Pull together every line of the records below that contains the string "blue", and copy each one. Case counts.

EXERCISE MATERIALS:
══════

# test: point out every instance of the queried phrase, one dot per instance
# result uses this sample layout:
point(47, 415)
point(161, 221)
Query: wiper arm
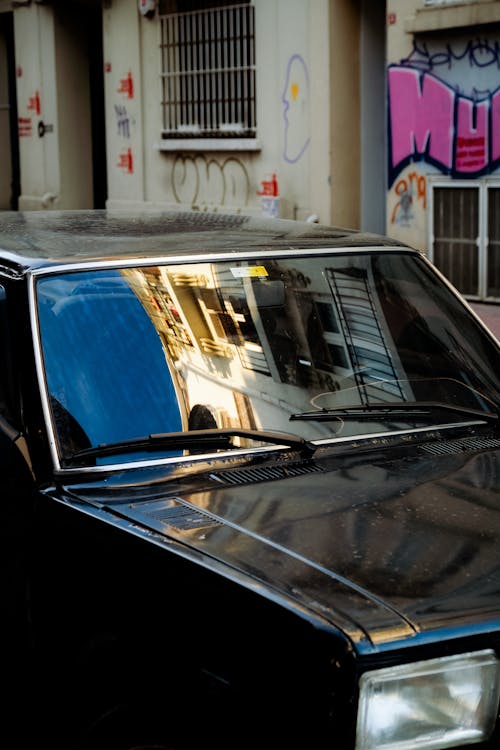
point(420, 410)
point(210, 439)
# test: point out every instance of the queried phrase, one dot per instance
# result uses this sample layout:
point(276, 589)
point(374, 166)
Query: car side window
point(6, 371)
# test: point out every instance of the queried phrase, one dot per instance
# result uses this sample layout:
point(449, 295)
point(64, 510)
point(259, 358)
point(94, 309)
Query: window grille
point(208, 73)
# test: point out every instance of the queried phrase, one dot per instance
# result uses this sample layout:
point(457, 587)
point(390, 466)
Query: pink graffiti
point(430, 121)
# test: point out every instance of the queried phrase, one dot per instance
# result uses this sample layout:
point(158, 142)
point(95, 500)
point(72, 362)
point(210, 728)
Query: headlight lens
point(429, 704)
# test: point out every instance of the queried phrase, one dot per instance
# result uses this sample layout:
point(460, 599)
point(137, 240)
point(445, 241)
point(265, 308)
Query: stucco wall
point(443, 115)
point(292, 118)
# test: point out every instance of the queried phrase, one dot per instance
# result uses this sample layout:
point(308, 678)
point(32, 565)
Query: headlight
point(429, 704)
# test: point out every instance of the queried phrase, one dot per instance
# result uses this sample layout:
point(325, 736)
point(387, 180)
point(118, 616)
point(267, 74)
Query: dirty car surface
point(250, 476)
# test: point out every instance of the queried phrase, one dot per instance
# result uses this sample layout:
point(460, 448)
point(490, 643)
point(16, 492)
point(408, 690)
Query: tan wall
point(345, 112)
point(53, 110)
point(292, 43)
point(5, 160)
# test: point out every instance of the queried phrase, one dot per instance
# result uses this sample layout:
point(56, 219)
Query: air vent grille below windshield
point(265, 473)
point(461, 446)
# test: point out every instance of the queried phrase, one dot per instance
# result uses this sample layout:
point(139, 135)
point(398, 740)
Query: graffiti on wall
point(201, 181)
point(295, 99)
point(409, 194)
point(124, 121)
point(444, 109)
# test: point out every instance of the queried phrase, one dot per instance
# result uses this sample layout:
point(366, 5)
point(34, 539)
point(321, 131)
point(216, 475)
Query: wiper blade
point(421, 410)
point(209, 439)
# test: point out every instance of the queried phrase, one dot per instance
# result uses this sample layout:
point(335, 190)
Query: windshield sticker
point(249, 271)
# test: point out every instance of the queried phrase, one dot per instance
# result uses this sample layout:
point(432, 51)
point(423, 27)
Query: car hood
point(385, 549)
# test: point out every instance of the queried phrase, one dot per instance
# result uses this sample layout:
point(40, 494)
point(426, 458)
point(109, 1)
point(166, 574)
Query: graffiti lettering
point(478, 53)
point(430, 121)
point(199, 181)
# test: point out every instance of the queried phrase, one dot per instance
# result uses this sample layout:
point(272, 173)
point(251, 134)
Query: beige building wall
point(293, 118)
point(53, 110)
point(5, 157)
point(345, 112)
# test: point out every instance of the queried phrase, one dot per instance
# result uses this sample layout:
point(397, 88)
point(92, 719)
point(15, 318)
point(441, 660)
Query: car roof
point(34, 239)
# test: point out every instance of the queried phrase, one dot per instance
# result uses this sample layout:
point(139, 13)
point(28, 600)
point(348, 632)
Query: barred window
point(207, 70)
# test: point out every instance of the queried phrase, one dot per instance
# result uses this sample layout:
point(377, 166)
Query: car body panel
point(168, 564)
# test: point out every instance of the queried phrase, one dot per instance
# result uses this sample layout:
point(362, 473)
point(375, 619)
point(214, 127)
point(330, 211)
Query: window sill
point(209, 144)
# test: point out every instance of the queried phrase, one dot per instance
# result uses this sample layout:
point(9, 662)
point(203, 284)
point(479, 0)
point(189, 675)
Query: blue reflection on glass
point(104, 360)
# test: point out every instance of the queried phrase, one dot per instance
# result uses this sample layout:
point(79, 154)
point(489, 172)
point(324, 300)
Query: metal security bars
point(208, 73)
point(464, 234)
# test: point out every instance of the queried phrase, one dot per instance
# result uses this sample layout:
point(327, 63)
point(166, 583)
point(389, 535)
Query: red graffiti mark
point(269, 186)
point(126, 161)
point(24, 126)
point(34, 103)
point(127, 86)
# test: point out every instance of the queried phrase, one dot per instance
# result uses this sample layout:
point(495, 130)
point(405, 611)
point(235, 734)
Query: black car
point(250, 487)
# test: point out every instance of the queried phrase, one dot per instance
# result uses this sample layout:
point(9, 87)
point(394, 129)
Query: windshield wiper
point(414, 410)
point(209, 439)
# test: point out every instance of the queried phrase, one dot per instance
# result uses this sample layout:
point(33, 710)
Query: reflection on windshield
point(247, 344)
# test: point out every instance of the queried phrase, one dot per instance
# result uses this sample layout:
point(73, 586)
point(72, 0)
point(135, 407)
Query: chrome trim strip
point(134, 262)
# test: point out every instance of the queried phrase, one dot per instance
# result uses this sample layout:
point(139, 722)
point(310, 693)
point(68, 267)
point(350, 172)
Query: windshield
point(259, 345)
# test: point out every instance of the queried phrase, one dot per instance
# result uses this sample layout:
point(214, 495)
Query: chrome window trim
point(135, 262)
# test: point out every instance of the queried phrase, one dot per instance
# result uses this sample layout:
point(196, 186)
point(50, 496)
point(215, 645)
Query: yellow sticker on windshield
point(249, 271)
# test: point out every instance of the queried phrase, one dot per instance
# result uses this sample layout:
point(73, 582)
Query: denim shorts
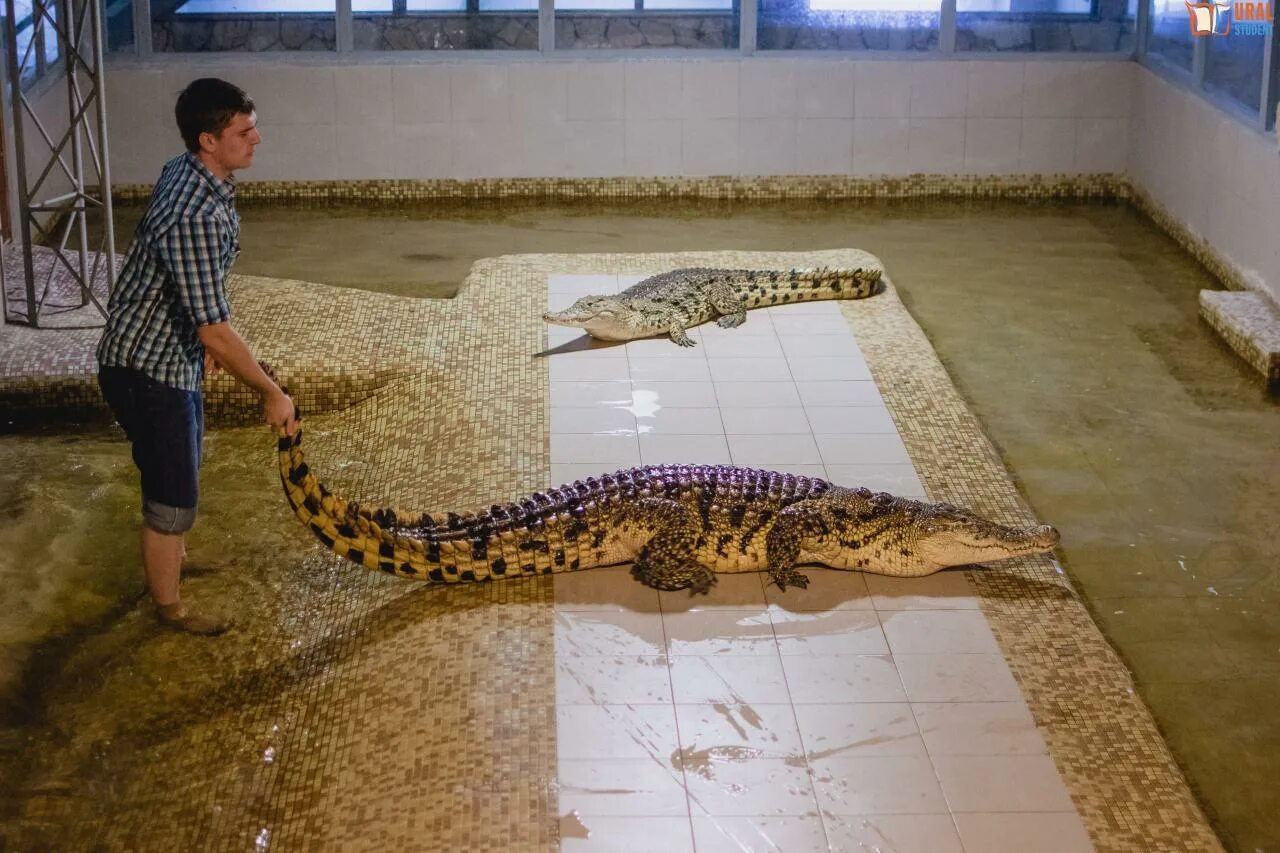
point(167, 429)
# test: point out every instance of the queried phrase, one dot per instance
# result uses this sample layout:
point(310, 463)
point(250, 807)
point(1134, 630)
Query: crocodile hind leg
point(730, 305)
point(667, 560)
point(782, 546)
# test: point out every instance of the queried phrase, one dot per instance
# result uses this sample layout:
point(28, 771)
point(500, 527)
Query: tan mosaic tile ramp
point(408, 717)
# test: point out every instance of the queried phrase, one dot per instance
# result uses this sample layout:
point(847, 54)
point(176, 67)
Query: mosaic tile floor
point(831, 715)
point(972, 708)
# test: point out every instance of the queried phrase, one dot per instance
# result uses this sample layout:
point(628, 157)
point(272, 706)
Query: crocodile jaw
point(965, 547)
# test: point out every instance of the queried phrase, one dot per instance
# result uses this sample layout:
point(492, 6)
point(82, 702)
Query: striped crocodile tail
point(821, 283)
point(350, 530)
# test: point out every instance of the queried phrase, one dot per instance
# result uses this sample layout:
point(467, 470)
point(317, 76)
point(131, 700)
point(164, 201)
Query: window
point(37, 39)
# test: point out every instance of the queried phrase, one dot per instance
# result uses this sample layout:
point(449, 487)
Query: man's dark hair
point(208, 105)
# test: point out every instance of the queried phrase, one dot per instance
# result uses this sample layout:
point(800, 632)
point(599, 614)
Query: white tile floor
point(860, 714)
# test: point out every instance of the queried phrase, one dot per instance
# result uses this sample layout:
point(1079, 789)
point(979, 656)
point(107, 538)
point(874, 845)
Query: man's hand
point(279, 413)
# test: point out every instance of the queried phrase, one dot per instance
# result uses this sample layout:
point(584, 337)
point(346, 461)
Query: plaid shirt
point(174, 277)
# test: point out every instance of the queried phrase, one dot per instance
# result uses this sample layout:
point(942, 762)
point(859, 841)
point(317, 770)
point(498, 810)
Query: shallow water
point(1072, 331)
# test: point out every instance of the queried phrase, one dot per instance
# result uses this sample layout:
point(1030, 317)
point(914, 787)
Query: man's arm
point(231, 351)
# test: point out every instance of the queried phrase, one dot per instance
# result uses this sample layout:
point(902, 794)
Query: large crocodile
point(676, 301)
point(677, 524)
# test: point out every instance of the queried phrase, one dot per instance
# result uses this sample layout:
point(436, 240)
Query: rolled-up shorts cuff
point(163, 518)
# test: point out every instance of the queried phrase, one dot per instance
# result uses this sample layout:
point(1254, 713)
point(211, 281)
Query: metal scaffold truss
point(63, 282)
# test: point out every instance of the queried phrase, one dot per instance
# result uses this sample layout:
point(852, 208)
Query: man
point(169, 324)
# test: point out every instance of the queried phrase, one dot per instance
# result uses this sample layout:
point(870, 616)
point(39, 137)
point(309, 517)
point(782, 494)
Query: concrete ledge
point(1251, 324)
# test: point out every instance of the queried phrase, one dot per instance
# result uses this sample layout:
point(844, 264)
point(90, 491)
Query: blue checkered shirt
point(174, 277)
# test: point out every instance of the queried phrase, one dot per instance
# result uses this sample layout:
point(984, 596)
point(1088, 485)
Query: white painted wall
point(1220, 178)
point(772, 115)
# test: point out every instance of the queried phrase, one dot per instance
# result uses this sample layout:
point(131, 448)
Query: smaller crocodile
point(676, 301)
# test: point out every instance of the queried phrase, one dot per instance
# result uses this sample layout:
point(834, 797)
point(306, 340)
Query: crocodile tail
point(352, 532)
point(836, 282)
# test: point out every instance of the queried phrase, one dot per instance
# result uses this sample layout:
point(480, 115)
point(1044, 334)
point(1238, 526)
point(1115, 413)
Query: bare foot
point(178, 617)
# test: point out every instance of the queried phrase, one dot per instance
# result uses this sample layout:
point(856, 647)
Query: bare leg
point(161, 562)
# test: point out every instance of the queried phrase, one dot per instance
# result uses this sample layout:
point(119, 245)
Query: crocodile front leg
point(787, 537)
point(679, 334)
point(667, 561)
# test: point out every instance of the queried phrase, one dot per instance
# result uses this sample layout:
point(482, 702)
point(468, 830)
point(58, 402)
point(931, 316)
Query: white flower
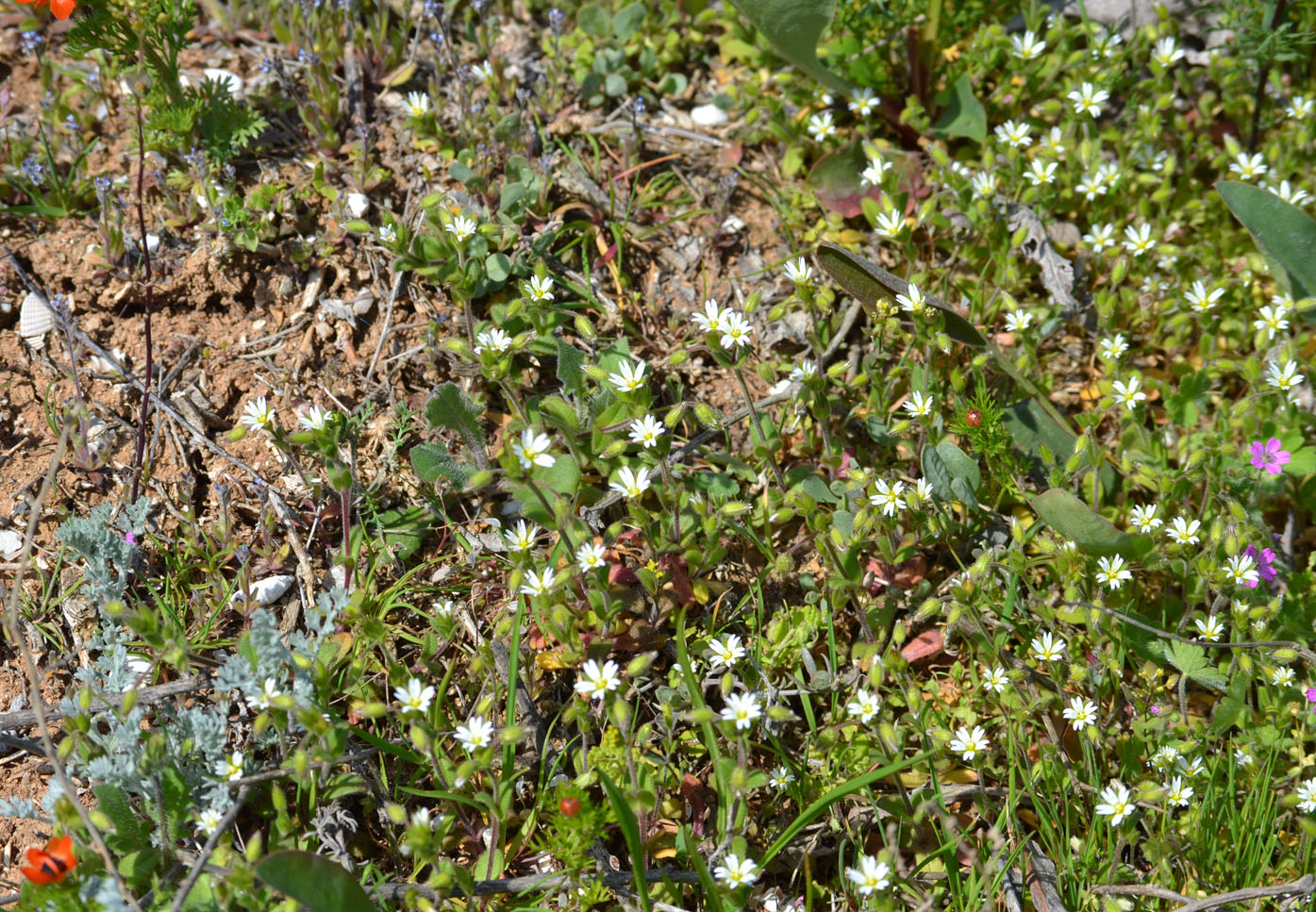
point(1166, 52)
point(742, 709)
point(1028, 46)
point(417, 104)
point(1242, 569)
point(865, 705)
point(919, 406)
point(798, 272)
point(1139, 240)
point(415, 696)
point(1100, 237)
point(628, 376)
point(1183, 531)
point(590, 555)
point(870, 875)
point(1209, 628)
point(232, 768)
point(1116, 803)
point(1048, 648)
point(1087, 99)
point(970, 744)
point(539, 582)
point(258, 413)
point(646, 430)
point(598, 679)
point(476, 733)
point(1176, 794)
point(315, 419)
point(863, 102)
point(1013, 133)
point(1080, 712)
point(522, 539)
point(736, 330)
point(822, 126)
point(912, 300)
point(726, 652)
point(533, 449)
point(630, 483)
point(1249, 166)
point(736, 871)
point(460, 228)
point(493, 340)
point(887, 496)
point(710, 319)
point(1143, 519)
point(539, 289)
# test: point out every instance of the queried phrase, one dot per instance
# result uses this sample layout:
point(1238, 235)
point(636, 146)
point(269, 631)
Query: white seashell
point(708, 115)
point(34, 322)
point(267, 589)
point(10, 543)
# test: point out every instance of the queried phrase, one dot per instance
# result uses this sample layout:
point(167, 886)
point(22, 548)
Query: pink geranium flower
point(1268, 456)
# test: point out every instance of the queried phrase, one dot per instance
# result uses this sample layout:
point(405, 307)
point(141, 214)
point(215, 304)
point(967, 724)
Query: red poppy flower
point(60, 8)
point(50, 865)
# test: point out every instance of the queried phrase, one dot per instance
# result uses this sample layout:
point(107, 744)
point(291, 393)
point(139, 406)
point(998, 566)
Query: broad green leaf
point(1283, 233)
point(793, 26)
point(963, 113)
point(1091, 532)
point(313, 881)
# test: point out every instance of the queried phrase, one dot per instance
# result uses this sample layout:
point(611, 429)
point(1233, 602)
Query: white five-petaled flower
point(1128, 393)
point(646, 430)
point(726, 652)
point(590, 555)
point(630, 483)
point(1087, 99)
point(1242, 569)
point(598, 679)
point(539, 582)
point(872, 875)
point(1080, 712)
point(1209, 628)
point(415, 695)
point(539, 289)
point(970, 744)
point(1143, 519)
point(798, 272)
point(736, 871)
point(1176, 794)
point(533, 449)
point(460, 228)
point(742, 709)
point(1183, 531)
point(865, 705)
point(478, 732)
point(1048, 648)
point(232, 766)
point(1026, 46)
point(258, 413)
point(1116, 803)
point(628, 376)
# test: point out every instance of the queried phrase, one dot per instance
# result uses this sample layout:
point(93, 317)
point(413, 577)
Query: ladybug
point(50, 865)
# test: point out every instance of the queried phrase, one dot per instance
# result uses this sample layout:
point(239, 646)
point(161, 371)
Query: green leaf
point(1091, 532)
point(313, 881)
point(1283, 233)
point(793, 28)
point(963, 113)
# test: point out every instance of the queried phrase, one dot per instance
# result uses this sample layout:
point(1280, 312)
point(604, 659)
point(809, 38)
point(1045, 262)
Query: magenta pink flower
point(1268, 456)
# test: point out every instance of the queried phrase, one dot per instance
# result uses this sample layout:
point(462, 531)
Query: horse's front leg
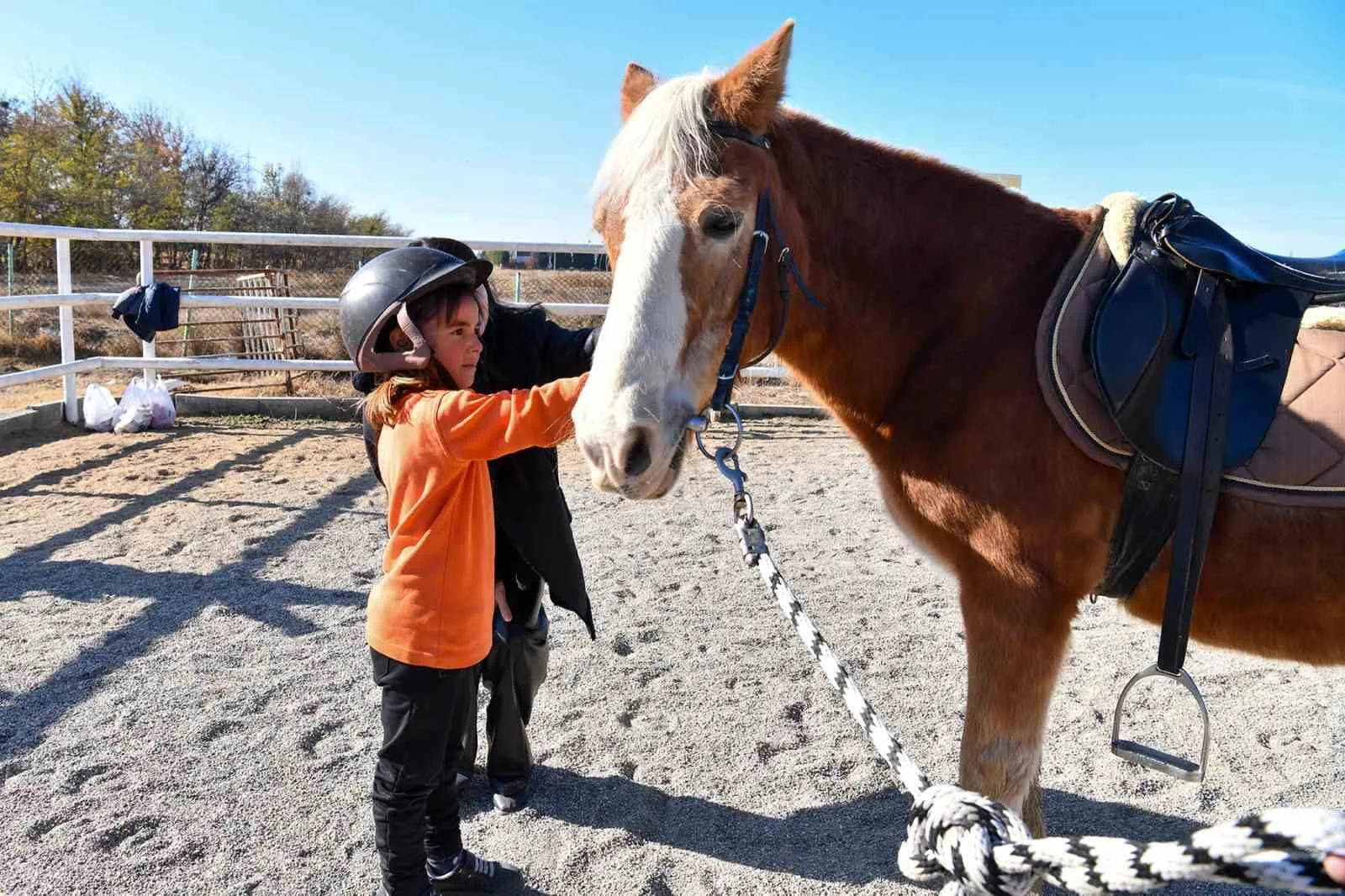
point(1015, 640)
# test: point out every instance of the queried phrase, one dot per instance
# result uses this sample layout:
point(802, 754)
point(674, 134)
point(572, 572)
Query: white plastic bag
point(100, 408)
point(163, 414)
point(134, 410)
point(132, 417)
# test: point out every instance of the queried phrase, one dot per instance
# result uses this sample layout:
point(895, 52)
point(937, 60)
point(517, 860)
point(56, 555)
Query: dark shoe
point(511, 797)
point(472, 875)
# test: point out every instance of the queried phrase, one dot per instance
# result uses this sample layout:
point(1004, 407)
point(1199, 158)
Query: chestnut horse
point(932, 282)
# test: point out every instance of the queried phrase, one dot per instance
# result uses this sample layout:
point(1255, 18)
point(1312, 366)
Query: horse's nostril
point(636, 456)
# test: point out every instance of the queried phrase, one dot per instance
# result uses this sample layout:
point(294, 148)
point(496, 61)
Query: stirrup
point(1150, 756)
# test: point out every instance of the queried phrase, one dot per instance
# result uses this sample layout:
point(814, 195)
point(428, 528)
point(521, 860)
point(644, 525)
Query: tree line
point(69, 156)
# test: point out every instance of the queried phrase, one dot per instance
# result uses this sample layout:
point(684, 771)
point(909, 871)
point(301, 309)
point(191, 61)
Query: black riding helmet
point(381, 291)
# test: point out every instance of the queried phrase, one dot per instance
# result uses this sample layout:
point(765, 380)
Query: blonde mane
point(665, 138)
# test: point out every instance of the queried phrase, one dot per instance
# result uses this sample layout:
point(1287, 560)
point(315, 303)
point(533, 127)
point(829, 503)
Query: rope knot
point(952, 833)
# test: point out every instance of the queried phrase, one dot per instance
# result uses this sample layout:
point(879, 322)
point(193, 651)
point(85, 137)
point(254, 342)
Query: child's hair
point(381, 405)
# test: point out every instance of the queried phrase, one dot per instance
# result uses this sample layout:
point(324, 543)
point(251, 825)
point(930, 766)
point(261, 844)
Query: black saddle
point(1190, 346)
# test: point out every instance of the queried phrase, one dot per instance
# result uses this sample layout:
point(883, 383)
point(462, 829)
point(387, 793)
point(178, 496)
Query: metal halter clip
point(1152, 756)
point(701, 424)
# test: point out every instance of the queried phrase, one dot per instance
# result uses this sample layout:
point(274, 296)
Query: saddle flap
point(1129, 329)
point(1145, 369)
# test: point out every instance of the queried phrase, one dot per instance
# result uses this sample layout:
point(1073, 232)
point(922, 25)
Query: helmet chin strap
point(420, 353)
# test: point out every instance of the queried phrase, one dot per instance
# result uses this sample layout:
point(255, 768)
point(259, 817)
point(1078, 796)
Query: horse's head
point(676, 206)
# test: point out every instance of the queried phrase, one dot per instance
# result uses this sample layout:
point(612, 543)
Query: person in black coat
point(535, 544)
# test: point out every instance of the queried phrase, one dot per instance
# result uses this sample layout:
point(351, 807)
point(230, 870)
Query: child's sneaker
point(475, 876)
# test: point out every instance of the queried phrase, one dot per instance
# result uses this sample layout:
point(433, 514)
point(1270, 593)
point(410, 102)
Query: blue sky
point(488, 121)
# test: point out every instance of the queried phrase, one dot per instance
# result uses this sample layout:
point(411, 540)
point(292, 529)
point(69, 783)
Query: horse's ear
point(751, 92)
point(638, 84)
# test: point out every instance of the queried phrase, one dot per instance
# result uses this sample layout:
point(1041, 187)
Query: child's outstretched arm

══════

EXERCISE SOLUTION:
Query: blue reflection on glass
Query: blue checkered shirt
Query: blue sky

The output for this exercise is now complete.